>> begin

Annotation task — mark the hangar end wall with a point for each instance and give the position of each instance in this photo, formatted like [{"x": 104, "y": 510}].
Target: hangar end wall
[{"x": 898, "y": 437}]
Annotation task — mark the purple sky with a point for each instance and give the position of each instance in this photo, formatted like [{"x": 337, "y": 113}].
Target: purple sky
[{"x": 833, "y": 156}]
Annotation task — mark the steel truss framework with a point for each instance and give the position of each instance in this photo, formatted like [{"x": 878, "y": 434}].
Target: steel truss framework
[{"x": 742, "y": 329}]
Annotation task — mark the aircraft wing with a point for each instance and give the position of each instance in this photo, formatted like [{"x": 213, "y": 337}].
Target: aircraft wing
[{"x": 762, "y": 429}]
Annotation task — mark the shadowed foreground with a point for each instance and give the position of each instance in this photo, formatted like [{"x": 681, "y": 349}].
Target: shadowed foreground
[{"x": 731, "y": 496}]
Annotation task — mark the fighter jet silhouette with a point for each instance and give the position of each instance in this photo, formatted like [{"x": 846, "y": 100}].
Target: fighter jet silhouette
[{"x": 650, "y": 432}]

>> end
>> begin

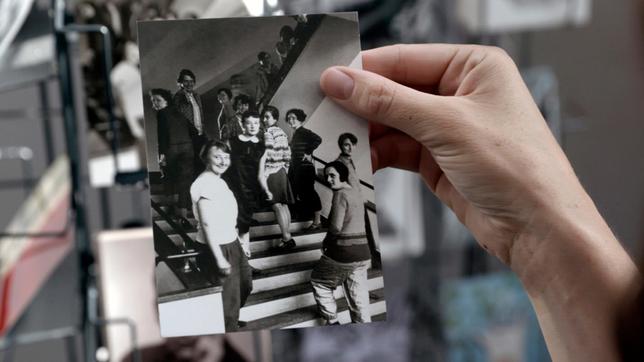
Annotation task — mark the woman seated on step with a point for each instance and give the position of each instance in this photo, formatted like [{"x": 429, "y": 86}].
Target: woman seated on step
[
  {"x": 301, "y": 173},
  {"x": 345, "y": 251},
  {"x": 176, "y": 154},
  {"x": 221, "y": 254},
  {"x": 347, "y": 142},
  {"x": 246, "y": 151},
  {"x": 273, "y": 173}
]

>> end

How many lines in the records above contain the string "like"? Reply with the number alone.

● CORRECT ANSWER:
7